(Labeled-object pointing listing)
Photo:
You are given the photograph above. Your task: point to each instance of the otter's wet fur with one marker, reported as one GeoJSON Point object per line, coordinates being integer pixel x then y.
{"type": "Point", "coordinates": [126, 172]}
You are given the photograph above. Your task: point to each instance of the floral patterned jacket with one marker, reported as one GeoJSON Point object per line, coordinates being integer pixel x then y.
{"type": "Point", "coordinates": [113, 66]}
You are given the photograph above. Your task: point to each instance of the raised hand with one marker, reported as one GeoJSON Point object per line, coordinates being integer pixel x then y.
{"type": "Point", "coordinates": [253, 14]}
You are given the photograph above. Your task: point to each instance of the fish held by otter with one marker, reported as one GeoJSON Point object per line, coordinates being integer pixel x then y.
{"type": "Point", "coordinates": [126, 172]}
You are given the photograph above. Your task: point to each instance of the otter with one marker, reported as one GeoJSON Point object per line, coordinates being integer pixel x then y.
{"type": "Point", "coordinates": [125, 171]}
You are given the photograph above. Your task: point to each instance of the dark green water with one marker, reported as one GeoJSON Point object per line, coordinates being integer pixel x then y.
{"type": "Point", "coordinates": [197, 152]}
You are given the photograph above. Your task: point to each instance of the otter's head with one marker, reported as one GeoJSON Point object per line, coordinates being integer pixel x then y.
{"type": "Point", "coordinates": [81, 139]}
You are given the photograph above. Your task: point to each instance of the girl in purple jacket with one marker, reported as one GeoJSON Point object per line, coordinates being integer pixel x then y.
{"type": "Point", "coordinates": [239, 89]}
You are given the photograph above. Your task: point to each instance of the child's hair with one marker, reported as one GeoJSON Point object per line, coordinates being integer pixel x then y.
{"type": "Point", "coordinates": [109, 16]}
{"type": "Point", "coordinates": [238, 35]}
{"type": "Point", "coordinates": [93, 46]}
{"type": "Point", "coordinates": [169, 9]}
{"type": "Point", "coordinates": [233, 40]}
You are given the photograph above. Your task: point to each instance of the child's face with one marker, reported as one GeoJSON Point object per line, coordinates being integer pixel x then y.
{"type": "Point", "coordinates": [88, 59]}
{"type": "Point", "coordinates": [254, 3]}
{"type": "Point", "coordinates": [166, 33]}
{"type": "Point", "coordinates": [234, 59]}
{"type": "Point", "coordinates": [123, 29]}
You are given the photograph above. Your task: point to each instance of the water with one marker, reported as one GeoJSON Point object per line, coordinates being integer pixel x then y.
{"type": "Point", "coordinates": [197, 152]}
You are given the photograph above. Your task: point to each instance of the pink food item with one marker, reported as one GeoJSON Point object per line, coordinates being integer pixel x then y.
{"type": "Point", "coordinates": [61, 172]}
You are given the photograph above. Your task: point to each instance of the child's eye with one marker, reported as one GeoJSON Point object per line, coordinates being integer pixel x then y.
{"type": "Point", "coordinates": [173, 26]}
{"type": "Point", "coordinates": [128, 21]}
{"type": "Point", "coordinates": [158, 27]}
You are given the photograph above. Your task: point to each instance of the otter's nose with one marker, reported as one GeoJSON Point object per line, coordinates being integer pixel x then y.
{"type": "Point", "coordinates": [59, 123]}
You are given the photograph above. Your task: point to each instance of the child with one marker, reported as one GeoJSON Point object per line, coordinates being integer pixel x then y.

Task requirements. Can you reproduce the entire listing above word for word, from its first line to its last?

Final answer.
Photo:
You are given the photograph above. Your task: point to each instance of the otter's wet fur with one marker, reported as one GeoJSON Point object per line, coordinates being integer pixel x then y.
{"type": "Point", "coordinates": [126, 172]}
You are given the photograph above. Your task: point to each instance of the floral patterned jacket with one marker, reported as one GeoJSON Point object per line, coordinates being integer pixel x then y.
{"type": "Point", "coordinates": [113, 66]}
You are given the photograph above. Your task: point to each instance of the raised hand with one marker, reported as one GeoJSON Point object per line, coordinates being integer pixel x then y.
{"type": "Point", "coordinates": [253, 14]}
You are given the photograph above. Your task: point to each instance of the fish held by otter with one marker, reported as one GeoJSON Point object per line, coordinates being integer pixel x then y.
{"type": "Point", "coordinates": [126, 172]}
You are given the photograph above. Your task: point to each instance of the otter with one marker, reported as one GeoJSON Point object per line, coordinates being integer pixel x then y.
{"type": "Point", "coordinates": [125, 171]}
You are given the photograph above. Your task: point to each instance of the dark green water with one marker, reported as one GeoJSON Point object per line, coordinates being integer pixel x then y.
{"type": "Point", "coordinates": [197, 152]}
You are given the photograph above. Your task: point to each instance of the otter's head with one marker, reported as one GeoJSON Point object per line, coordinates being integer pixel x then y.
{"type": "Point", "coordinates": [81, 139]}
You are given the photograph above. Your task: point to each instance of the girl in purple jacket with one marker, reported as one GeoJSON Point object per line, coordinates being integer pixel x then y.
{"type": "Point", "coordinates": [239, 89]}
You are given the photograph above. Your task: point to each instance of the child's hair with one marker, reported as one GeoJSON Point object per line, coordinates being integer pixel x then y.
{"type": "Point", "coordinates": [109, 16]}
{"type": "Point", "coordinates": [238, 35]}
{"type": "Point", "coordinates": [93, 46]}
{"type": "Point", "coordinates": [169, 9]}
{"type": "Point", "coordinates": [233, 40]}
You are given the photograph above. Your task: point to each instance of the child's face with one marker, reported as one GeoJSON Point object per line, coordinates being integer pixel x then y.
{"type": "Point", "coordinates": [88, 59]}
{"type": "Point", "coordinates": [254, 3]}
{"type": "Point", "coordinates": [166, 33]}
{"type": "Point", "coordinates": [234, 59]}
{"type": "Point", "coordinates": [123, 29]}
You are given the photograph above. Your task: point to each instance of the water with one marker, reported as one GeoJSON Point object per line, coordinates being integer pixel x then y.
{"type": "Point", "coordinates": [197, 152]}
You are given the photograph above. Your task: point to each instance of the pink food item with one marker, reported as one GeoJSON Point object per line, coordinates being integer pixel x then y.
{"type": "Point", "coordinates": [61, 172]}
You are given the photograph above. Your task: point to each instance of the child's eye with one marker, reported as one GeoJSON Point object per line, coordinates being integer pixel x then y.
{"type": "Point", "coordinates": [173, 26]}
{"type": "Point", "coordinates": [128, 21]}
{"type": "Point", "coordinates": [158, 27]}
You are given the photograph above. Your task: point to each instance of the otter's nose with one marker, reported as one GeoJSON Point object per line, coordinates being integer pixel x then y.
{"type": "Point", "coordinates": [59, 123]}
You are given the photograph above. Your task: point to each instance of the child with one marker, reported as one GeoJSON Point object per line, coordinates being integer pixel x then y.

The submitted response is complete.